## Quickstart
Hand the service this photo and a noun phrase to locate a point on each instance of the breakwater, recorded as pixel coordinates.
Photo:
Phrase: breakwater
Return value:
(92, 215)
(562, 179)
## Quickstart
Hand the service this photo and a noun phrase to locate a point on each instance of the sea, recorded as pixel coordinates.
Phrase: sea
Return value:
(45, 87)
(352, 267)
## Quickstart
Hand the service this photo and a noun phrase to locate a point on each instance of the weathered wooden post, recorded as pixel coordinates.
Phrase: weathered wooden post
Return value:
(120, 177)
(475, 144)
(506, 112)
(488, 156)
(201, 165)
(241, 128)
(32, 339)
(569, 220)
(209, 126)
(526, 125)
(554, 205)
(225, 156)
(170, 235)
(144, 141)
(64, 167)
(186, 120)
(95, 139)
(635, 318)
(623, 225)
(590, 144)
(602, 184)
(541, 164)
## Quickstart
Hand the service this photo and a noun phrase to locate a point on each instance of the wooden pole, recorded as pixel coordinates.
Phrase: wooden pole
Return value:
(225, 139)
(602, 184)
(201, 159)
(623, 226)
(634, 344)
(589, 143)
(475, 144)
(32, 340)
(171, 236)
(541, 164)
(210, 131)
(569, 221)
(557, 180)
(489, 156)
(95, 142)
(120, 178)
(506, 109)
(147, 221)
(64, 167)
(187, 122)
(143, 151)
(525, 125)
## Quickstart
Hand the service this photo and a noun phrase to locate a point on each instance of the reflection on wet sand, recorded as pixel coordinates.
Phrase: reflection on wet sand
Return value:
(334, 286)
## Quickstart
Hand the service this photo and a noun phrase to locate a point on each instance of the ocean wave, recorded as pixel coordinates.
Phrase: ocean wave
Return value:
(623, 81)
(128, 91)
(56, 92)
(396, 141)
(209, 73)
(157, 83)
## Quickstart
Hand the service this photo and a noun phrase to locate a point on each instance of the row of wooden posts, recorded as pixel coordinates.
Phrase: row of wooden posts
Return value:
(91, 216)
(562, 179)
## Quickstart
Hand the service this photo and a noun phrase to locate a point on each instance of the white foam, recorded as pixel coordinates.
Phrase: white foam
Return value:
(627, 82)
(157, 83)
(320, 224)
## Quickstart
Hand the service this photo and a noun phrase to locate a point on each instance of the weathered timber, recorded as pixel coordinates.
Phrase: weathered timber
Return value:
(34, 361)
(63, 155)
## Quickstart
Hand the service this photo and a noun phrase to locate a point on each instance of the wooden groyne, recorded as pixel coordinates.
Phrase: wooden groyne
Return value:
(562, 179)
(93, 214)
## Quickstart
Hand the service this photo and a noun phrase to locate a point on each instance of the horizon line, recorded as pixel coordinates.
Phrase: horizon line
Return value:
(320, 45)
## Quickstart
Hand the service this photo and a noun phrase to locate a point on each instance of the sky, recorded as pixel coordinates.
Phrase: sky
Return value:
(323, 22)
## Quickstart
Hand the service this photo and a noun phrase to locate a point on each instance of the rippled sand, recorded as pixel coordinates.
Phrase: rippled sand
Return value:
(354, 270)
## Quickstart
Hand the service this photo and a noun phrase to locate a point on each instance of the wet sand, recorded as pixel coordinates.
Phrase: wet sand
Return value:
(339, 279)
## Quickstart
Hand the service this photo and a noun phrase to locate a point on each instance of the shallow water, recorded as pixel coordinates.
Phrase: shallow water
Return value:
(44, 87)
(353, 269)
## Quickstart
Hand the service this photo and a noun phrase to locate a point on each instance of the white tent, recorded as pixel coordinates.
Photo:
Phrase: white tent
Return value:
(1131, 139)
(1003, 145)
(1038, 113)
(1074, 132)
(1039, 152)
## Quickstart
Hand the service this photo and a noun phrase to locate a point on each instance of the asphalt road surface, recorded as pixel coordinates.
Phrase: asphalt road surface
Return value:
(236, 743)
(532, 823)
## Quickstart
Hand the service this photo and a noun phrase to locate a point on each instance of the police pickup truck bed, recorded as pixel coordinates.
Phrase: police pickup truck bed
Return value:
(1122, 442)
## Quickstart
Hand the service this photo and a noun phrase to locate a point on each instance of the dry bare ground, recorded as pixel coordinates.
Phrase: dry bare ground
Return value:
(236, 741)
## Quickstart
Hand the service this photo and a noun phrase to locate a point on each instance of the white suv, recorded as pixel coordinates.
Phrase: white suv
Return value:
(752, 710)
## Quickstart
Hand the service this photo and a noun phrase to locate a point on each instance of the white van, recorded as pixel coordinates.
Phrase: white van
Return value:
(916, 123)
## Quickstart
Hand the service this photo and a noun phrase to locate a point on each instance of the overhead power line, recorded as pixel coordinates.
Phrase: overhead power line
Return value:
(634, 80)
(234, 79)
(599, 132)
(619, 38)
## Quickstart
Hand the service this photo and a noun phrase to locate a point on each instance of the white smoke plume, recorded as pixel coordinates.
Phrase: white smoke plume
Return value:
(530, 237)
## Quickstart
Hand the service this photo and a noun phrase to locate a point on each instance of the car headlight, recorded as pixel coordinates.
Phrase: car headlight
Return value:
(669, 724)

• • • • • • •

What the task requires: Count the lines in the entries above that contain the word "breakwater", and reply with the number alone.

Final answer: 2